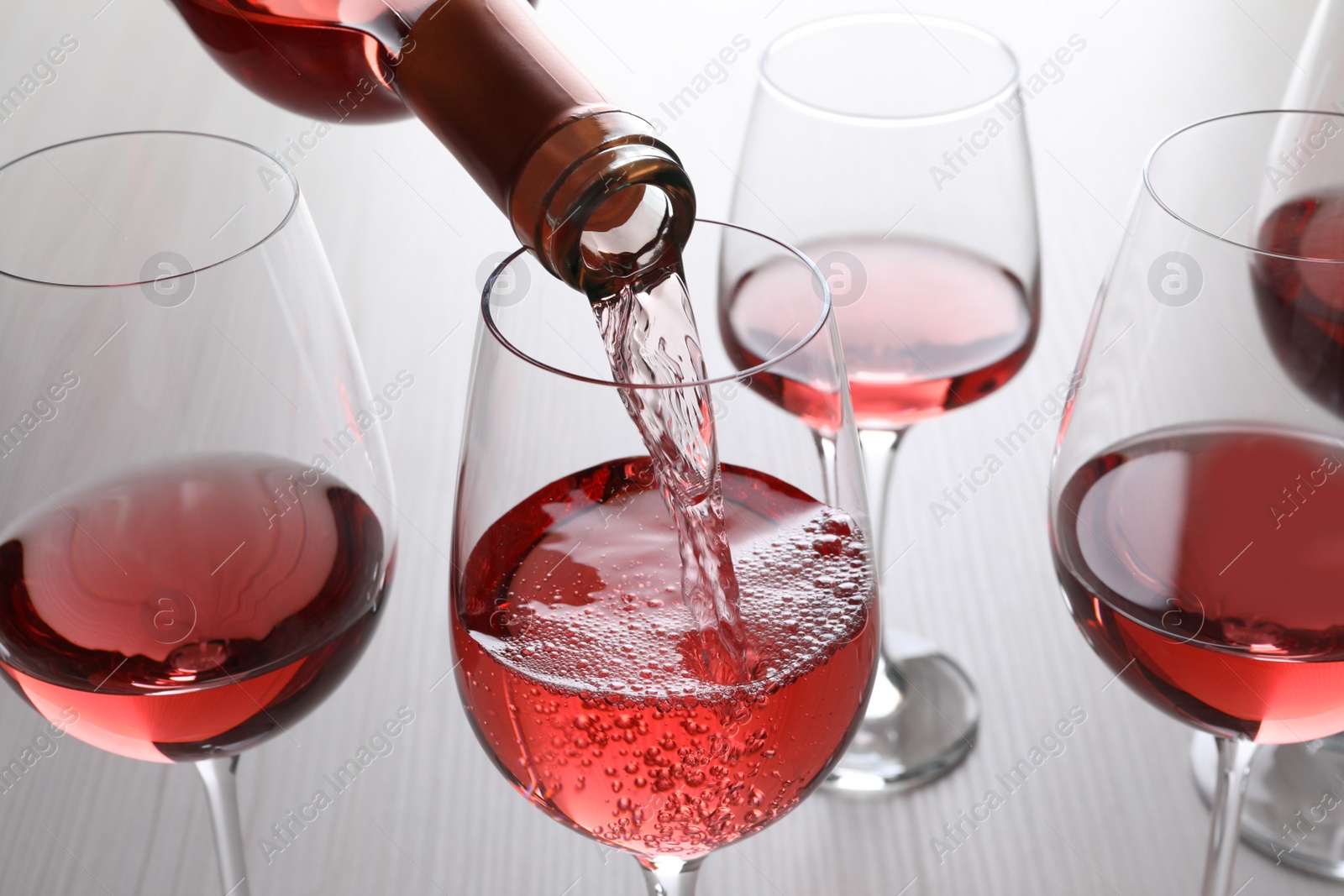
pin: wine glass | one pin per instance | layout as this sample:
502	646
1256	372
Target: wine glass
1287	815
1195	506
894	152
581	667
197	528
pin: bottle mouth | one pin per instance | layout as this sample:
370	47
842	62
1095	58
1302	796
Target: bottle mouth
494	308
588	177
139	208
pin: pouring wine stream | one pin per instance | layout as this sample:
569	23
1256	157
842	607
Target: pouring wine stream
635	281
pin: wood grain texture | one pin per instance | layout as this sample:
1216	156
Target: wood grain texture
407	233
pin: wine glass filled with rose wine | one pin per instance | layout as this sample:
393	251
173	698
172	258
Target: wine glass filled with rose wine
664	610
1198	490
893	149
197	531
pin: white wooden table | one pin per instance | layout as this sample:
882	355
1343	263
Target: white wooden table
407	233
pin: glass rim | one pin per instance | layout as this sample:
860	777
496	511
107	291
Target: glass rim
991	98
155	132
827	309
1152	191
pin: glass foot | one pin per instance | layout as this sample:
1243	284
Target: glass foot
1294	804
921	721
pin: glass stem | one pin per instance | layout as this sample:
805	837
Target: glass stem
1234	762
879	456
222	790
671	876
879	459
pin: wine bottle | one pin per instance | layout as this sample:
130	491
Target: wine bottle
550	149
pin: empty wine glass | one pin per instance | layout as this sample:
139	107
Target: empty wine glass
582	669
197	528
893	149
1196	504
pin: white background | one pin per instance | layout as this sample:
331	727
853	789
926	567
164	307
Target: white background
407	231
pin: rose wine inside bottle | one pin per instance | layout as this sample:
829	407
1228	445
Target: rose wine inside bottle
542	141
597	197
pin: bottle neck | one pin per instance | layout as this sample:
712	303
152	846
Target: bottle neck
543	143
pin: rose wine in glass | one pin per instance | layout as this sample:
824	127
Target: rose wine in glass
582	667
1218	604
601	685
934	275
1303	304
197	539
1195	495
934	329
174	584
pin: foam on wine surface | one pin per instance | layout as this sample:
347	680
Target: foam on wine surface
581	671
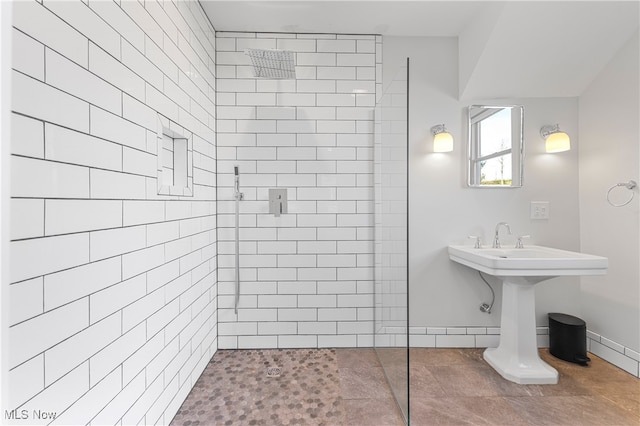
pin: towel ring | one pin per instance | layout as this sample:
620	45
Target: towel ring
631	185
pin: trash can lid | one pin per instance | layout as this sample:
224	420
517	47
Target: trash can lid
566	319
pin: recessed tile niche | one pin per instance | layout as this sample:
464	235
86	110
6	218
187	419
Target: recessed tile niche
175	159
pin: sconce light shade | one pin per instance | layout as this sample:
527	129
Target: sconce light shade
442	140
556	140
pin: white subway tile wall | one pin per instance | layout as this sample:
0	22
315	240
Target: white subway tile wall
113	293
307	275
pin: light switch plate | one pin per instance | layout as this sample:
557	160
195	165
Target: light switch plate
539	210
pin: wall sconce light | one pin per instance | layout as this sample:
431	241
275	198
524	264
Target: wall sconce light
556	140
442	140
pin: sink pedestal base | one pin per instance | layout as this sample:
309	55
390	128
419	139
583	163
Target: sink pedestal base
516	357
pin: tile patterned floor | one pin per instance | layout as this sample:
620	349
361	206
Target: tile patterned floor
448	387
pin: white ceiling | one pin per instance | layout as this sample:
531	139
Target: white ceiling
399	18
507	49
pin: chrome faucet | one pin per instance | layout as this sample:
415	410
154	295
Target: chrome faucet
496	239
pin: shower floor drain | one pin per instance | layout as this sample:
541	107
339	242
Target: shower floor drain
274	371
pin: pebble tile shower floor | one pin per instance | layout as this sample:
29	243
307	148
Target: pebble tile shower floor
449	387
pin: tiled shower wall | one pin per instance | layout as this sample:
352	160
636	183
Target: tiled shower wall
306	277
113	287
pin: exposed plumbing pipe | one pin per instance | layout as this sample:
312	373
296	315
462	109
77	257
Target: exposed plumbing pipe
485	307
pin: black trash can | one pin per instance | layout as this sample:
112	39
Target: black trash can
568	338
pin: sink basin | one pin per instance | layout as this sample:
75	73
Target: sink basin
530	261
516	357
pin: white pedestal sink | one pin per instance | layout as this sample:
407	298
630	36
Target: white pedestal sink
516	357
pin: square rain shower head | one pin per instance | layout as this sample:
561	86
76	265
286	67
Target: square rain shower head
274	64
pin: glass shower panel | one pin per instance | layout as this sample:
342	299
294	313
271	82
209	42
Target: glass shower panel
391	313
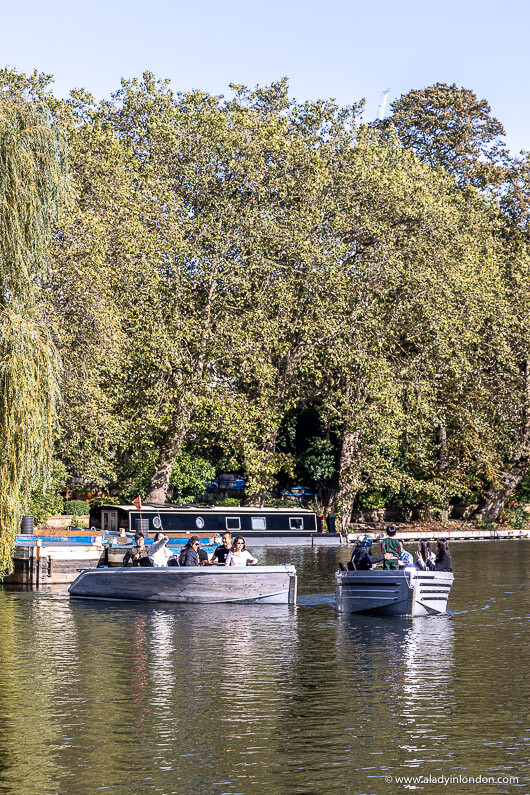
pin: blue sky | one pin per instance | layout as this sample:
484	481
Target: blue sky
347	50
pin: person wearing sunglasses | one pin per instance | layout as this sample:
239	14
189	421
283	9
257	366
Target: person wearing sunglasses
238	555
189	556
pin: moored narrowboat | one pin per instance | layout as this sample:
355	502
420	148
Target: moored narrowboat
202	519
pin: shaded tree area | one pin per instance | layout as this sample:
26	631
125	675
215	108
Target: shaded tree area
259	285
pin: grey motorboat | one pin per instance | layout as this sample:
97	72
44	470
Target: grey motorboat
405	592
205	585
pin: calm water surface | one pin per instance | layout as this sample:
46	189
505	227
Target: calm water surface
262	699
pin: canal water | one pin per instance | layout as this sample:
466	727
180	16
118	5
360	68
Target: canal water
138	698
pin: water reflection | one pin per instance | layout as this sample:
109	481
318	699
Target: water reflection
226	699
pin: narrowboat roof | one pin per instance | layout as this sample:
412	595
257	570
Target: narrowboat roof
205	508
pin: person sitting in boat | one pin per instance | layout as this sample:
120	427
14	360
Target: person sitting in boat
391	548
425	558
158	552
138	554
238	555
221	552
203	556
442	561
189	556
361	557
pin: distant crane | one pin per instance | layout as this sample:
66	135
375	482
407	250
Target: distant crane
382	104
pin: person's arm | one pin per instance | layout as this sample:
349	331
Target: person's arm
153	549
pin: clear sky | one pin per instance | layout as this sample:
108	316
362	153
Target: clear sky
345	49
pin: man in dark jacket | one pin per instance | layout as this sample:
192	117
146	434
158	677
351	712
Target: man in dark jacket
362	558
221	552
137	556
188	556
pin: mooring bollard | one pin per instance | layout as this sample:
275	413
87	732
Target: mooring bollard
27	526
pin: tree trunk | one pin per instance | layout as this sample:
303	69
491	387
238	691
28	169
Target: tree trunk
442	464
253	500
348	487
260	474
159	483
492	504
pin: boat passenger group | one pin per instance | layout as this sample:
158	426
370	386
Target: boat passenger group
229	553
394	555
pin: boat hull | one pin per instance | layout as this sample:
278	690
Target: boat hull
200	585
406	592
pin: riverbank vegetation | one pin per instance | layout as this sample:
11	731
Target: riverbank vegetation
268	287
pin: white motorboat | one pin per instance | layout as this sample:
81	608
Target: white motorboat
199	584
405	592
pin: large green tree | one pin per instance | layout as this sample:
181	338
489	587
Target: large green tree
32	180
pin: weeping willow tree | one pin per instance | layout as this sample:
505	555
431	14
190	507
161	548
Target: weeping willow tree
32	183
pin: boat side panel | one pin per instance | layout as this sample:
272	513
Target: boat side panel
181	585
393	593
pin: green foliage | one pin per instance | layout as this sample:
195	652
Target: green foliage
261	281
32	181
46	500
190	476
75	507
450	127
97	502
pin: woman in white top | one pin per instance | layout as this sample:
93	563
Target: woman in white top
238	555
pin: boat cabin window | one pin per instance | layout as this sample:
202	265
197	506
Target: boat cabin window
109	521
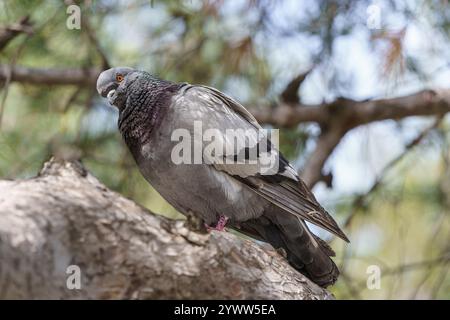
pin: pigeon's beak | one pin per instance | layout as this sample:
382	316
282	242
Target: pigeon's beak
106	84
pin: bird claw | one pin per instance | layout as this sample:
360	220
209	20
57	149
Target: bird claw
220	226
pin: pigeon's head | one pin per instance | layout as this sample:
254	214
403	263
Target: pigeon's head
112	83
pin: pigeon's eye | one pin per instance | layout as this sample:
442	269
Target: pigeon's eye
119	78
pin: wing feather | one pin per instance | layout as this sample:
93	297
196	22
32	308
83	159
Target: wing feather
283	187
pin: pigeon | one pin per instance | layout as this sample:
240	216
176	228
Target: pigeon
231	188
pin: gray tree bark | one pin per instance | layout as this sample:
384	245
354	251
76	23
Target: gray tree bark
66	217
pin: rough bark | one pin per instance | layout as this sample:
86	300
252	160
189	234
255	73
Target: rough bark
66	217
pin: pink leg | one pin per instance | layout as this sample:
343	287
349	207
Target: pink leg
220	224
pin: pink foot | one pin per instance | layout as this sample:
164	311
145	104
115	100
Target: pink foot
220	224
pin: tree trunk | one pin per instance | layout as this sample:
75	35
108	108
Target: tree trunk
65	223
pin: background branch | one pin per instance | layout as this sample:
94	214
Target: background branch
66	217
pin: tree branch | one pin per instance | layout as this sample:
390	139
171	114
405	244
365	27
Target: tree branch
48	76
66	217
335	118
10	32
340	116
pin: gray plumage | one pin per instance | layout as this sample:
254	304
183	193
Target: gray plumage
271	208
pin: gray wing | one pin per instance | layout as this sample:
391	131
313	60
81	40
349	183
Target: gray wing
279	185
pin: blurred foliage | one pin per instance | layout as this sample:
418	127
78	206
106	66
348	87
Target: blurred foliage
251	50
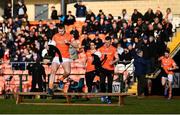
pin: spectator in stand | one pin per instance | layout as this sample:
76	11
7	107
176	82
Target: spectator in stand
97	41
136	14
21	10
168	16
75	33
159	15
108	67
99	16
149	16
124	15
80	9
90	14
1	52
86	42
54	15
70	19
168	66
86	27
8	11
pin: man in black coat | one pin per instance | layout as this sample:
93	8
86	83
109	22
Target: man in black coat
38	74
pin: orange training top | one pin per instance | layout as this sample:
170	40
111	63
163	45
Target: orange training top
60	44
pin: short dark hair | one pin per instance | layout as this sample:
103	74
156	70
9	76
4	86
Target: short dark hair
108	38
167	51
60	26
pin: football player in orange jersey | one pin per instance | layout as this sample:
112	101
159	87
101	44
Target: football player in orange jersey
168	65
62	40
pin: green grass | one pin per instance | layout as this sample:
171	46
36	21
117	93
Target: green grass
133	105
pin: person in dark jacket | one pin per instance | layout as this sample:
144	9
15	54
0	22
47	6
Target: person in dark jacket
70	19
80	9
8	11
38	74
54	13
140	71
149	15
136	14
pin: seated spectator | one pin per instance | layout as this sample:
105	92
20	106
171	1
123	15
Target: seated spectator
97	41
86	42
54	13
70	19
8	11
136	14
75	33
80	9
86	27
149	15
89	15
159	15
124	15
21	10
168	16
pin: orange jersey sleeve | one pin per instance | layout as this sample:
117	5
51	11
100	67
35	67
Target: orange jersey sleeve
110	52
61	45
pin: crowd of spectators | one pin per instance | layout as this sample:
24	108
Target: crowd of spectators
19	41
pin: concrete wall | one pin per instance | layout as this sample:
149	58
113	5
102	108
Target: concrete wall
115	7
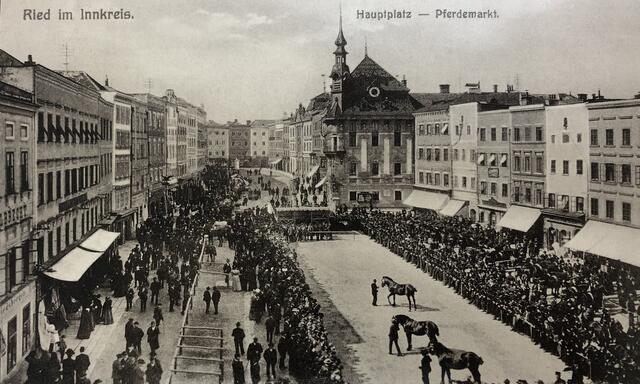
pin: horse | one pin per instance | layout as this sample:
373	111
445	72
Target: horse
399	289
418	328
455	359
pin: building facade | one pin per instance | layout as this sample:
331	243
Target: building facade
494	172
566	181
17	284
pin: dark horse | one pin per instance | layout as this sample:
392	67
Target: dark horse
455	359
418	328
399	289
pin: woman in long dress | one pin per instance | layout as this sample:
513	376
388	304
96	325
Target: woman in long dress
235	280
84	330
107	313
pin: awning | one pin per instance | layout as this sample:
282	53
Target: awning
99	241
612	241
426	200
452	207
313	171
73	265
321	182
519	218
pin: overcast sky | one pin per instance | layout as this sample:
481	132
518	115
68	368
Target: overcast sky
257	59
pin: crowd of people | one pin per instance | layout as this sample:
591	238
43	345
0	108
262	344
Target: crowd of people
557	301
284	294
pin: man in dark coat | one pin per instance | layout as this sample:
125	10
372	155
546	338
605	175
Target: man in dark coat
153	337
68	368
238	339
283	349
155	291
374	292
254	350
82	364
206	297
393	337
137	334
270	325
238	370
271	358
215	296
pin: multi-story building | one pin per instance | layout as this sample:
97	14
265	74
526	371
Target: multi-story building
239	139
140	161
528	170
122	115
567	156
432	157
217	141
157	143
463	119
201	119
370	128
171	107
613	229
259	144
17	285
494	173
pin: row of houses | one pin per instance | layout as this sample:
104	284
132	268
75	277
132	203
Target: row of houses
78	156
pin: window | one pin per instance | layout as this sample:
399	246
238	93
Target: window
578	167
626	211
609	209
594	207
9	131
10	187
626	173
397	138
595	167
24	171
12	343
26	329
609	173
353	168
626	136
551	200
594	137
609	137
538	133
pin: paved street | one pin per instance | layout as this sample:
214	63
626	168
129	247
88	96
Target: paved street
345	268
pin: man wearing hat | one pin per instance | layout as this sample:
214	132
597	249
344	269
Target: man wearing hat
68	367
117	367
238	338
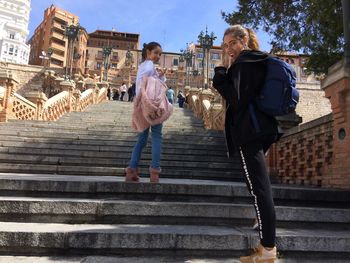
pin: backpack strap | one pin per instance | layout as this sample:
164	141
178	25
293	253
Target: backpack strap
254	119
------------
Exercise details:
Take the line containing "pin: crowd of spectators" through the last line of the material and retype exactly those lines, both ends included, with no pictures.

Exercise answer:
pin: crowd of spectators | one pin per instance | layout as this sample:
24	108
Target: crowd of spectators
19	41
pin: concrete wall | one pin per instance | layout as this sample:
149	58
113	5
102	108
Target: concrete wall
115	7
pin: horse | one pin per instance | layout as this sample:
373	111
445	72
Target: horse
399	289
418	328
455	359
pin: building facade | one pin per instance | layout as this sample:
331	243
Target: building facade
494	172
566	181
17	284
pin: dark horse | one pin per instance | layout as this sample:
392	67
Target: dark horse
455	359
418	328
399	289
pin: woman in long dress | one pin per instance | layout as this sample:
513	376
388	304
96	325
Target: woman in long dress
235	280
84	330
107	313
pin: awning | one pin per instance | layout as this sample:
282	53
Target: awning
99	241
612	241
426	200
452	207
313	171
73	265
321	182
519	218
pin: overcast sky | one pin per instance | layout as this sample:
481	132
518	115
68	368
Target: overcast sky
257	59
pin: crowd of people | one pin per instance | layout as this sample:
591	238
43	345
0	108
262	344
Target: crowd of people
557	301
284	294
pin: man in dark coat | one pin per instance | layout as this sample:
125	10
372	155
546	338
605	175
Target: man in dark coat
153	337
68	368
238	339
283	349
155	291
374	292
254	350
82	364
206	297
393	337
137	334
270	325
238	370
271	358
215	296
pin: multi-story building | one pin per instance | layout as this sample:
97	14
265	74
526	371
Target: multi-story building
239	139
140	161
528	170
122	115
567	156
432	157
217	141
157	143
463	119
201	119
370	128
171	107
613	229
259	144
17	285
494	173
pin: row of houses | one pin per instance | layout as this sample:
104	284
132	268
75	277
132	203
Target: row of houses
78	156
pin: window | one pin per instance | layout as this sample:
399	246
238	93
Target: window
578	167
626	211
609	209
594	207
9	131
10	187
626	173
397	138
595	167
24	171
12	343
26	329
609	173
353	168
626	136
551	200
594	137
609	137
538	133
pin: paved street | one pin per instance | layout as this sample:
214	63
626	168
129	247
88	96
Target: paved street
345	268
pin: man wearing hat | one pin per instance | layout as this sample:
214	132
597	249
344	269
Target: man wearing hat
68	367
117	367
238	338
pin: backpack strap | one pin per instance | layout as this sample:
164	141
178	25
293	253
Target: backpack strap
254	119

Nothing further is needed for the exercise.